■ EXERCISE INSTRUCTIONS: Please count the lines in the data below that contain the word "white", treating uppercase and lowercase letters as different, and reply with the number only.

Collected data

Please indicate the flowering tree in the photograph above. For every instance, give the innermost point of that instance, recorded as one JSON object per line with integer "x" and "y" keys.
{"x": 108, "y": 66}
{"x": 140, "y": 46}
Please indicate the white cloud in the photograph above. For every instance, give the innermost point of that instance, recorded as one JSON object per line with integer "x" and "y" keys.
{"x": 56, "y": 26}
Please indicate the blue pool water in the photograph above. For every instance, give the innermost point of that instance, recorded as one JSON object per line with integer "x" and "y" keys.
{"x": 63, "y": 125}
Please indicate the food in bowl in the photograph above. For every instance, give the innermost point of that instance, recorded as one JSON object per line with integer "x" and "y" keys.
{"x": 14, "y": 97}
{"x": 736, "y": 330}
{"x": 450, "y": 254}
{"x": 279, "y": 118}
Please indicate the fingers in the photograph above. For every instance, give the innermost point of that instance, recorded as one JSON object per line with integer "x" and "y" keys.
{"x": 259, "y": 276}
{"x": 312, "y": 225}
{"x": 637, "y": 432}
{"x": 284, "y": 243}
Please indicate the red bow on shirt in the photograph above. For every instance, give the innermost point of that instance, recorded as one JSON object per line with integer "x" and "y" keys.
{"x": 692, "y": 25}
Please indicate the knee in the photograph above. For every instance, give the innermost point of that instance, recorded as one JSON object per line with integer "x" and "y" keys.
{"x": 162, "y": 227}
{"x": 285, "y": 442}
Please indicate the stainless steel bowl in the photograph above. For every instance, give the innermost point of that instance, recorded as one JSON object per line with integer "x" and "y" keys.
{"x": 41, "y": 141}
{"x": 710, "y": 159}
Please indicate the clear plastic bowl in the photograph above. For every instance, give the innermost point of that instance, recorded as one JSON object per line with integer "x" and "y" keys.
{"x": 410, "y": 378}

...

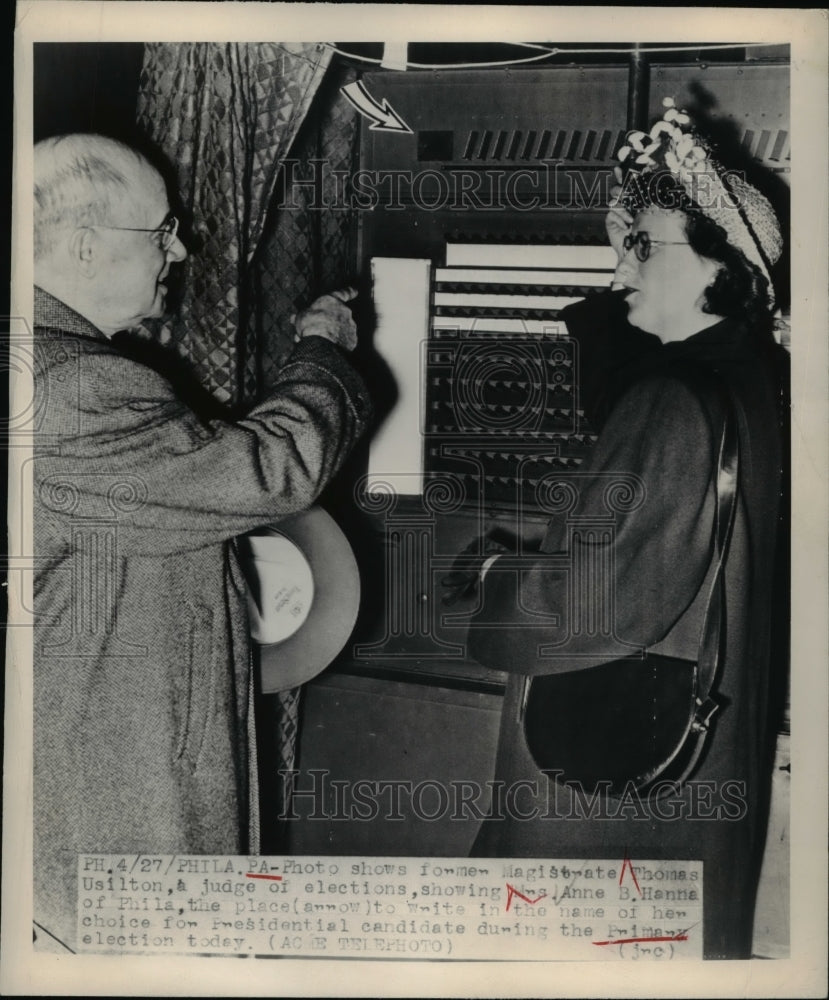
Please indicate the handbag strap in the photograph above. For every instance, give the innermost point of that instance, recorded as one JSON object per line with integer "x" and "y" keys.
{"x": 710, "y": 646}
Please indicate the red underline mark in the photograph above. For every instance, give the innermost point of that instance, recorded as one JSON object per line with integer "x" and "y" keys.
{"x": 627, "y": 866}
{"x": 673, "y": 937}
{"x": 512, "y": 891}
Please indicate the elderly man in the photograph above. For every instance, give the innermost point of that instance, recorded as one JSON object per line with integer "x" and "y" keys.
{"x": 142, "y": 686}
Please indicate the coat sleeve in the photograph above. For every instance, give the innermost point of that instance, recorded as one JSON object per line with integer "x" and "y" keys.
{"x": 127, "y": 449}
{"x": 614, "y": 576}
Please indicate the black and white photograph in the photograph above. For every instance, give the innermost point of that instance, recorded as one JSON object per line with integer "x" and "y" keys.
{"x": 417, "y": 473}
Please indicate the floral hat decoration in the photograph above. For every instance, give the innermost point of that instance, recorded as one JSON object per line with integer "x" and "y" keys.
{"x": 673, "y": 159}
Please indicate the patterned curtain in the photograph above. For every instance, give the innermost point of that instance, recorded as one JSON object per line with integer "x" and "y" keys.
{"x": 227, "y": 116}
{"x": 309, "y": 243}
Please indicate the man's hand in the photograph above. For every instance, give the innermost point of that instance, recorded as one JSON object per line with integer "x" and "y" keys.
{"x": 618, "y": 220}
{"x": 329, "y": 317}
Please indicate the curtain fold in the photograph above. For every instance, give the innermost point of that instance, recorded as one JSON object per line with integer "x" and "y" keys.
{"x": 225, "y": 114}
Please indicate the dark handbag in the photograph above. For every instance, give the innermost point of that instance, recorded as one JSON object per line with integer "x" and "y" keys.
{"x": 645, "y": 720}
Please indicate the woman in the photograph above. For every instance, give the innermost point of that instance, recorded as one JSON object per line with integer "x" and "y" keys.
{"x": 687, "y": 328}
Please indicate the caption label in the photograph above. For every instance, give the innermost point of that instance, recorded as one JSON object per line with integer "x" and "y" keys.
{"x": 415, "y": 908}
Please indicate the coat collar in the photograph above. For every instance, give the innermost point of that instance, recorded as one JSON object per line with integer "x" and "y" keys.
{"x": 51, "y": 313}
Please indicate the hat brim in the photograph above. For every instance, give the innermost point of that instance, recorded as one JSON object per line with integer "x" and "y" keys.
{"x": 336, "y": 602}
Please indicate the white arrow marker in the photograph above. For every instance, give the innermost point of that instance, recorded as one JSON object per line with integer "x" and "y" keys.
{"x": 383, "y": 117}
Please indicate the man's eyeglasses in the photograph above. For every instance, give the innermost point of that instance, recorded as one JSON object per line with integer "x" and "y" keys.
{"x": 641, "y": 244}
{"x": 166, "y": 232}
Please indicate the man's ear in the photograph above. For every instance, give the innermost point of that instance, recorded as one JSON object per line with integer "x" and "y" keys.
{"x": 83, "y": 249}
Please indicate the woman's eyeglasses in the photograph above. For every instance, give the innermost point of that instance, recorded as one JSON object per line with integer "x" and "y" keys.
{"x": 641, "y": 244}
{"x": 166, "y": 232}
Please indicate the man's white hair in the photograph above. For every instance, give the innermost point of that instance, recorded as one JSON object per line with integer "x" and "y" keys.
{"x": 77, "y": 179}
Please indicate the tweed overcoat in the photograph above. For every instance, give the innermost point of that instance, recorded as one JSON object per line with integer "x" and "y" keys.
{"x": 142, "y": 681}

■ THE SOLUTION: 4